### YOUR INSTRUCTIONS
In the entries, find all lines that hold the word "instance" and copy them.

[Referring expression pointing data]

▬▬▬▬▬▬▬▬▬▬

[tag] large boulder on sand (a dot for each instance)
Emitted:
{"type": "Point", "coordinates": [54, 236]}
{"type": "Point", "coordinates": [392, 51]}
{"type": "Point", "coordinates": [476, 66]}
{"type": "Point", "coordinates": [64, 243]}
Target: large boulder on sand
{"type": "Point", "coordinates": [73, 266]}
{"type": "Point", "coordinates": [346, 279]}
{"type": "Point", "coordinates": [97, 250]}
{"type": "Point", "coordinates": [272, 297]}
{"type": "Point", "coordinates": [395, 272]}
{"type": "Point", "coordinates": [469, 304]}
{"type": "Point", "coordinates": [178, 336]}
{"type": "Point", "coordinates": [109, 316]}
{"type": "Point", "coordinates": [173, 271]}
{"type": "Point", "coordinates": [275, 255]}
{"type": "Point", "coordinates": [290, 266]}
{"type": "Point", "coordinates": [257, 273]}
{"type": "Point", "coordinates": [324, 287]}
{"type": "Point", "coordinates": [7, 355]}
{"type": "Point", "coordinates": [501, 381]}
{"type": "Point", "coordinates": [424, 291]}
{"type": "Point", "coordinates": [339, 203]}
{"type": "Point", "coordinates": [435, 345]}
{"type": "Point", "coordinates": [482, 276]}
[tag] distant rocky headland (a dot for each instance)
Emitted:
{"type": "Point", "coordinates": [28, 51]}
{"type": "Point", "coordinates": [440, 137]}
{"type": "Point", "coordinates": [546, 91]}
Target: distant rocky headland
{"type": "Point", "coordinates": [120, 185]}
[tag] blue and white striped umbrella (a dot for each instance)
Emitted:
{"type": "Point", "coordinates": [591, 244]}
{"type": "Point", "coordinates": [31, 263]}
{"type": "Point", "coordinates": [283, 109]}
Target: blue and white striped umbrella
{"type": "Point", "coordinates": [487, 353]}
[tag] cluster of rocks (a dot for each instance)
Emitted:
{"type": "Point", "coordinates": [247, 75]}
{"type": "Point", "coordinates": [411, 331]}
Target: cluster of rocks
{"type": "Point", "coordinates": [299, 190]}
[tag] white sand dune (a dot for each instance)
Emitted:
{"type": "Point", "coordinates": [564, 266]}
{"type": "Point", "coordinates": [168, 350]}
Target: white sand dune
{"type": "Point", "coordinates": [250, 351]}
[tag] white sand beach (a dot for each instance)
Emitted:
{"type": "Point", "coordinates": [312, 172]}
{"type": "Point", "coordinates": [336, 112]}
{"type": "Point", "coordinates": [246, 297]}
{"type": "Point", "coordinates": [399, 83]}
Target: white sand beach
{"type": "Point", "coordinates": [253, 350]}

▬▬▬▬▬▬▬▬▬▬

### WORKED SOLUTION
[tag] large boulder on sand (a dot for each instance)
[tag] distant rocky headland (a dot for each instance)
[tag] blue and white striped umbrella (a dot for each instance)
[tag] cluster of rocks (a dot for each instance)
[tag] white sand dune (a dot for each instance)
[tag] white sand beach (a dot for each instance)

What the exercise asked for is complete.